Objective:
List each line in the data below that contains the string "pocket", and copy every such line in full. Letter case counts when matching.

Recorded data:
— begin —
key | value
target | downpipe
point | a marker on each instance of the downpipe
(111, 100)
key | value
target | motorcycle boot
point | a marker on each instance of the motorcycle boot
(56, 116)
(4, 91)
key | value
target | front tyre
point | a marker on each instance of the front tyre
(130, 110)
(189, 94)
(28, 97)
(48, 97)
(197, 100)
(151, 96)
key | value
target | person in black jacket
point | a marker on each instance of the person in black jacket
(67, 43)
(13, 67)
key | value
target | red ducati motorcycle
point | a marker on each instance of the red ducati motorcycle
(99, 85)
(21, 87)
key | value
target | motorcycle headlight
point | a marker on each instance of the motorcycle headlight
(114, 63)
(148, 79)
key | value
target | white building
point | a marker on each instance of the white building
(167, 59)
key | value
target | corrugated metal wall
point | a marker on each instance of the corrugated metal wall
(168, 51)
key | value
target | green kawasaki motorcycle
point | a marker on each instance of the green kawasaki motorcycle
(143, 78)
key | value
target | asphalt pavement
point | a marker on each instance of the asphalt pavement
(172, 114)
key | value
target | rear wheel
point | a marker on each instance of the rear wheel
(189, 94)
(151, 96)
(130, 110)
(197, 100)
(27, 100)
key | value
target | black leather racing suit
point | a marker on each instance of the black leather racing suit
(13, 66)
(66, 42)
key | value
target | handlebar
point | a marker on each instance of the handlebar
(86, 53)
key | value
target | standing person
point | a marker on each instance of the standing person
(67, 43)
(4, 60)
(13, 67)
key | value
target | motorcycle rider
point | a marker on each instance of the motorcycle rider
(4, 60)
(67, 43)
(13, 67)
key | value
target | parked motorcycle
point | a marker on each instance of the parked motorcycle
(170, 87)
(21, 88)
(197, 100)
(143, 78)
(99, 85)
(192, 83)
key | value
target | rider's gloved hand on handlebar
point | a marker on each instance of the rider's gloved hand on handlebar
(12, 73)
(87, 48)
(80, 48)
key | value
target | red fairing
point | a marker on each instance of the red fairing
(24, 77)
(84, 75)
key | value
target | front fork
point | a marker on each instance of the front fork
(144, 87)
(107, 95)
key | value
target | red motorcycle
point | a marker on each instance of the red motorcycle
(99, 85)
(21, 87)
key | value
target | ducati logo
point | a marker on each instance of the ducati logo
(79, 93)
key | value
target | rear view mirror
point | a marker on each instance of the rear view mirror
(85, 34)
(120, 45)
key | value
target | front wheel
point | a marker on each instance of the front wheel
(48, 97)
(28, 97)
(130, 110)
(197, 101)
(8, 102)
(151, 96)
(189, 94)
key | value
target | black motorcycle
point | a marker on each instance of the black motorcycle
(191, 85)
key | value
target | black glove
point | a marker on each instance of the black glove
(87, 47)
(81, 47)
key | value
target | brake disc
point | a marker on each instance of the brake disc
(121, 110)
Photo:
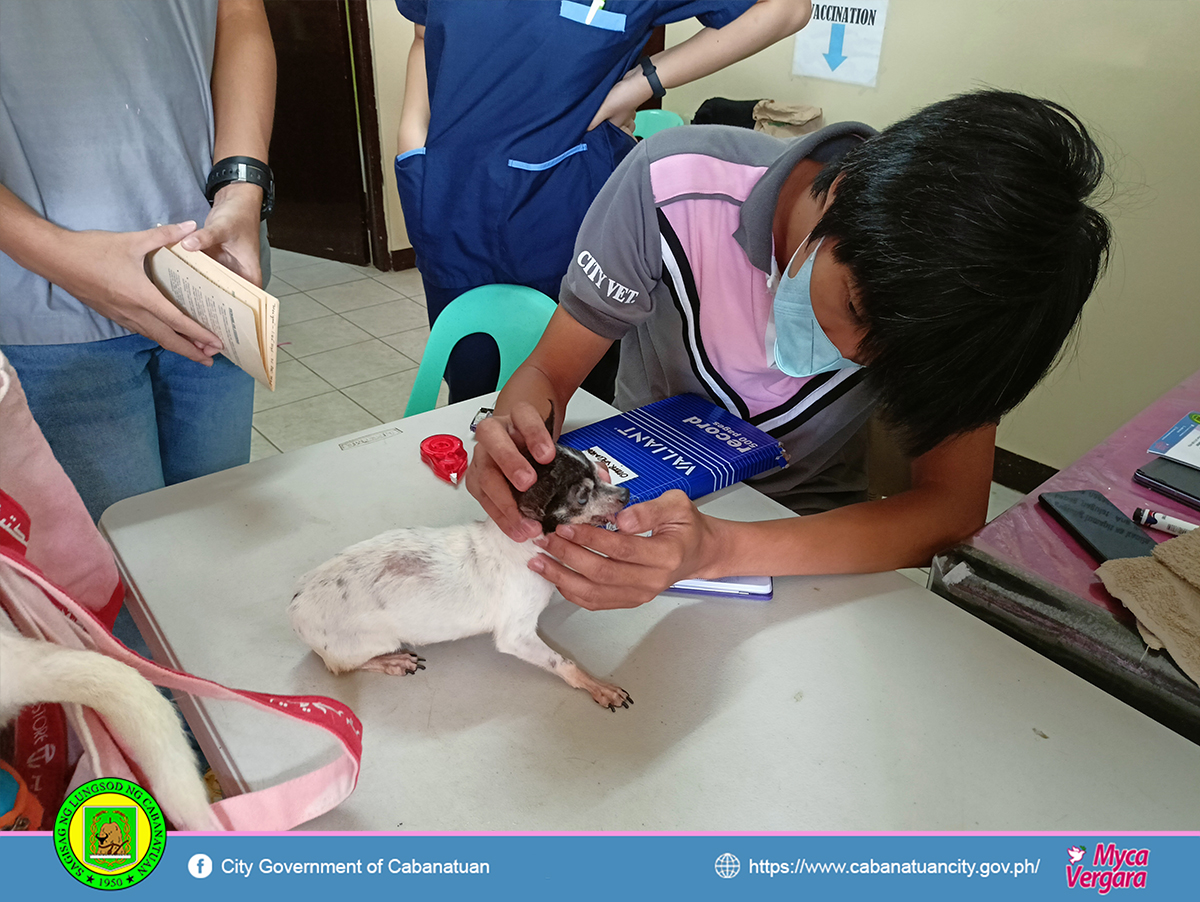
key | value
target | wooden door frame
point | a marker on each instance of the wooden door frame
(369, 128)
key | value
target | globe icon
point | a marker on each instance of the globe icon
(727, 865)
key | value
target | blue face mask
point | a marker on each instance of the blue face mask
(802, 348)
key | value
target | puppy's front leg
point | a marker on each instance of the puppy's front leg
(397, 663)
(529, 647)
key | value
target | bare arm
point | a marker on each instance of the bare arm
(244, 108)
(545, 382)
(414, 116)
(947, 503)
(703, 53)
(106, 271)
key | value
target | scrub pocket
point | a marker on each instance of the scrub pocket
(600, 18)
(411, 187)
(546, 200)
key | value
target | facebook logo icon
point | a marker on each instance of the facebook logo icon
(199, 866)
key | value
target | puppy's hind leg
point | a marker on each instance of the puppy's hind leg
(397, 663)
(529, 647)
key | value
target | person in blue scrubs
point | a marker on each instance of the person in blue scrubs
(515, 114)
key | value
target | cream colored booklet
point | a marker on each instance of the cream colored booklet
(244, 317)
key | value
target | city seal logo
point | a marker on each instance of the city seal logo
(109, 834)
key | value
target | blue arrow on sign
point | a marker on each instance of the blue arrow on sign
(837, 35)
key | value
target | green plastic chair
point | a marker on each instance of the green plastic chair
(515, 316)
(652, 121)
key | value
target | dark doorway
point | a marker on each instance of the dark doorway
(325, 127)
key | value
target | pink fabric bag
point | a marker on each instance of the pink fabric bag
(59, 583)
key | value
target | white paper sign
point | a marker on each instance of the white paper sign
(841, 42)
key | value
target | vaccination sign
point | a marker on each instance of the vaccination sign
(841, 42)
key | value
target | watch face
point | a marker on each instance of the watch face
(233, 169)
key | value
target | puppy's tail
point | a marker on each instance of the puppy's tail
(145, 723)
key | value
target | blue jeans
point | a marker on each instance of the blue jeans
(124, 416)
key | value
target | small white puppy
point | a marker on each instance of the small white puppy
(359, 609)
(145, 723)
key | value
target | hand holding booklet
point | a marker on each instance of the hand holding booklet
(241, 314)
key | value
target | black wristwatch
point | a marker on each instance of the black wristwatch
(232, 169)
(652, 76)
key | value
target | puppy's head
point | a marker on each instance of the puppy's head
(570, 489)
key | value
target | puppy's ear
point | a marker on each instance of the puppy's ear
(534, 500)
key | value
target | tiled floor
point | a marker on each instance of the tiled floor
(351, 340)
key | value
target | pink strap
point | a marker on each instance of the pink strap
(37, 482)
(277, 807)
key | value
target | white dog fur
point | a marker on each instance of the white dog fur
(420, 585)
(145, 723)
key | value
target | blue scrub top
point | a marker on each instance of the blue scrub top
(509, 168)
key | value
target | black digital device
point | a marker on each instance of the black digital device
(1171, 479)
(1098, 524)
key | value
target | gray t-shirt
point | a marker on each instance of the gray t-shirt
(673, 258)
(106, 122)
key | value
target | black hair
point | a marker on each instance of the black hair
(972, 247)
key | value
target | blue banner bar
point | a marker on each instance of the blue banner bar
(322, 866)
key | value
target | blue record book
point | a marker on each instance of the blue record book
(684, 443)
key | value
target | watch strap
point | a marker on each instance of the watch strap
(652, 76)
(233, 169)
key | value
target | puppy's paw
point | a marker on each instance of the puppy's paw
(609, 696)
(397, 663)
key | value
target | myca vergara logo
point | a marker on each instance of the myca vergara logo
(1110, 869)
(109, 834)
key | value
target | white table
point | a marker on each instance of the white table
(846, 703)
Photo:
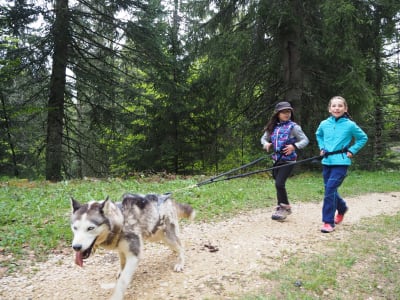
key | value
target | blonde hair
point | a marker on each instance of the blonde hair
(344, 102)
(338, 98)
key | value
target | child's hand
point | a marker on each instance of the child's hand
(267, 146)
(288, 149)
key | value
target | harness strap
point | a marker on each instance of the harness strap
(344, 150)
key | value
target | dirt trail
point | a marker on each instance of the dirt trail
(248, 245)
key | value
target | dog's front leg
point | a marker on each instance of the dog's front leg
(125, 277)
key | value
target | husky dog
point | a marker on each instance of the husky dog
(123, 226)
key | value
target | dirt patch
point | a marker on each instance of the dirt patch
(222, 259)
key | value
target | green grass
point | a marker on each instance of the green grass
(34, 216)
(363, 267)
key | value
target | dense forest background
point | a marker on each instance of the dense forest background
(111, 88)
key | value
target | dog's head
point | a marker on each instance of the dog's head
(92, 224)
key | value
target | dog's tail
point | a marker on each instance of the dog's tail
(185, 211)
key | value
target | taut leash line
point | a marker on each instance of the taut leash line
(218, 178)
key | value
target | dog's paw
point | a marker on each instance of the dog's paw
(178, 268)
(107, 286)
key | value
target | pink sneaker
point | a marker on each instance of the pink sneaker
(339, 217)
(327, 228)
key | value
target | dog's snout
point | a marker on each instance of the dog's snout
(77, 247)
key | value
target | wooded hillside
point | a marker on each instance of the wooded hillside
(110, 88)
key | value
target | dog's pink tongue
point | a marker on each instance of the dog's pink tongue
(79, 258)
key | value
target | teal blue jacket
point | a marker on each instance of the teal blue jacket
(337, 134)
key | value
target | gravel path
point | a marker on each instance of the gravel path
— end —
The completed task:
target | scrub pocket
point | a marker on each instance of the scrub pocket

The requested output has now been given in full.